• _OVER DE OPDRACHT_:
Neem alsjeblieft het stuk van de lijst hieronder letterlijk over, van het begin tot en met de regel met "M 0 115 L 34". Laat de afbeeldingen in je antwoord weg.

• _OPGEHAALDE GEGEVENS_:
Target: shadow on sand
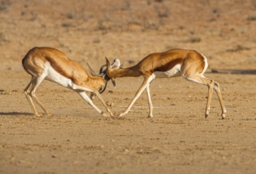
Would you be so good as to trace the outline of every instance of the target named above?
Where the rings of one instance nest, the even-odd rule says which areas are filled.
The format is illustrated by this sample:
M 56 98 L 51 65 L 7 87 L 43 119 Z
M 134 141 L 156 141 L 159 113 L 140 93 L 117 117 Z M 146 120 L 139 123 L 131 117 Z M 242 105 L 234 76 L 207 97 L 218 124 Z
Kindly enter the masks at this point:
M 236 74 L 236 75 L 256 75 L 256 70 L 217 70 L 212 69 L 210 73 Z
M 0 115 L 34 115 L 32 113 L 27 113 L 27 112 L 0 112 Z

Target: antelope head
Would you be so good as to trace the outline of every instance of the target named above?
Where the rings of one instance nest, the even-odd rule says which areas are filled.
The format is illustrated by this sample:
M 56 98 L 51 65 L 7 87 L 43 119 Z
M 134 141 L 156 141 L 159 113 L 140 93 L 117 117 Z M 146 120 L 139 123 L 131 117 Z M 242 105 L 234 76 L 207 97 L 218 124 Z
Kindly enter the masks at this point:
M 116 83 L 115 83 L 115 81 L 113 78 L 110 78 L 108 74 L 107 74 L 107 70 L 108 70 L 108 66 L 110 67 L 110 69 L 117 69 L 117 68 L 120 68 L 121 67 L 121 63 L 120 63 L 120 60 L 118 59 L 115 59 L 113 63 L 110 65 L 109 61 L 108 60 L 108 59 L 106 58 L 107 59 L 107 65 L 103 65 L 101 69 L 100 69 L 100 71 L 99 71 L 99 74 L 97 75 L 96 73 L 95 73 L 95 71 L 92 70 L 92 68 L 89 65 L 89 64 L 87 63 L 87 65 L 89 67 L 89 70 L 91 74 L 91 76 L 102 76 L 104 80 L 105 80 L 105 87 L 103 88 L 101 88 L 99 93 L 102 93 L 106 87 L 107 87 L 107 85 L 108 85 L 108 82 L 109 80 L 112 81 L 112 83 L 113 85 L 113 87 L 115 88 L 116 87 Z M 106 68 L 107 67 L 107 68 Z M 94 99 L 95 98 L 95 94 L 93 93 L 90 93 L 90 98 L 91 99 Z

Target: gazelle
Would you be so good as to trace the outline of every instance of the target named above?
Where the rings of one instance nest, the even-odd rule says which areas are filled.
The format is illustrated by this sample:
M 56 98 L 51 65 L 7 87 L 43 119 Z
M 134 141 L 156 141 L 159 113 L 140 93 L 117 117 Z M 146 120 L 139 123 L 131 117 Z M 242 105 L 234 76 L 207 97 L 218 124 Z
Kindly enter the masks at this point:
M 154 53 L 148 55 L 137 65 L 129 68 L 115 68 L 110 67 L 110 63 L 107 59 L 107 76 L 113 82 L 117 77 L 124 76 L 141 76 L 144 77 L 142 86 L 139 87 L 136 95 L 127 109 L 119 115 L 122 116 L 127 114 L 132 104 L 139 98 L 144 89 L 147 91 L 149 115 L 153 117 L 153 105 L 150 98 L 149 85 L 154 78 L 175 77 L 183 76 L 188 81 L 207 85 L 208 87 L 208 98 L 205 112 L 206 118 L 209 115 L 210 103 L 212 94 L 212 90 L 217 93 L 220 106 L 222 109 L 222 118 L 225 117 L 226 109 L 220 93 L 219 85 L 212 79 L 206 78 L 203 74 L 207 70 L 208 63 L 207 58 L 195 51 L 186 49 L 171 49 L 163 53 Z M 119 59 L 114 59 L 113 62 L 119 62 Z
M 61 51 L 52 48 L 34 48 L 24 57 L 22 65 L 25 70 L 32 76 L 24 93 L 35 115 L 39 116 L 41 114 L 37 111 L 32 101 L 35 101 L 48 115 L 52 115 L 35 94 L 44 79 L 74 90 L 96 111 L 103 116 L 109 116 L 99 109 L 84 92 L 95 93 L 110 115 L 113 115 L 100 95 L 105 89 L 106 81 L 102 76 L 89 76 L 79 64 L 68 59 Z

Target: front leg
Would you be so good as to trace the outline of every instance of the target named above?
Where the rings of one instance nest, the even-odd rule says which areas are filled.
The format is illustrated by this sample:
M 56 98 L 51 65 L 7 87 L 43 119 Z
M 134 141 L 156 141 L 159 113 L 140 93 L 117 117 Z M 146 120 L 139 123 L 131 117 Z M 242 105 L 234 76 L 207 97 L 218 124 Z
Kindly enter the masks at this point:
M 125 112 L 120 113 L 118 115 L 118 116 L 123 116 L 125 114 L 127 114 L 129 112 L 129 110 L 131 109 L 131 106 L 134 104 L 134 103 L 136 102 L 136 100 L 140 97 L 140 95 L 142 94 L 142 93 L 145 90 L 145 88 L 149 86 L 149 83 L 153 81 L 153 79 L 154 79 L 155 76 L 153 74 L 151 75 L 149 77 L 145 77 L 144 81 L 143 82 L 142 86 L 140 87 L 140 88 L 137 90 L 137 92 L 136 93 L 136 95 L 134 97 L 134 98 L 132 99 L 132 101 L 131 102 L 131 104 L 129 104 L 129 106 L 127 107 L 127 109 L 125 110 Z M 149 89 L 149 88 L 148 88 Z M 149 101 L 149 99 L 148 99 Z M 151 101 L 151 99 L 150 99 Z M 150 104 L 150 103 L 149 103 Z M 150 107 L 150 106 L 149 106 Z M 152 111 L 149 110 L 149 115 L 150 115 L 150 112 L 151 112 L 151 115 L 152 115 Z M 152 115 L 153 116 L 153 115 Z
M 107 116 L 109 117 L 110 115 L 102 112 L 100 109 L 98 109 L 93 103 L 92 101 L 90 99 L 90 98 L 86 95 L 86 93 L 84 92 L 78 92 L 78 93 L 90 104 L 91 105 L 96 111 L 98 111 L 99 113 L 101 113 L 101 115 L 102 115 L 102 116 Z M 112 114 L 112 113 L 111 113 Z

• _DE OPLOSSING_:
Target: shadow on sand
Would you be so good as to trace the outline of every instance of the target named above?
Where the rings of one instance nest, the even-odd rule says which areas are filled.
The format is illustrated by this sample:
M 56 98 L 51 65 L 7 87 L 43 119 Z
M 134 141 L 156 141 L 159 113 L 140 93 L 117 117 Z M 146 120 L 139 123 L 131 117 Z M 242 105 L 234 76 L 207 97 L 218 124 Z
Kindly enter the masks at this point:
M 236 74 L 236 75 L 256 75 L 256 70 L 217 70 L 212 69 L 210 73 Z
M 0 115 L 34 115 L 32 113 L 27 113 L 27 112 L 0 112 Z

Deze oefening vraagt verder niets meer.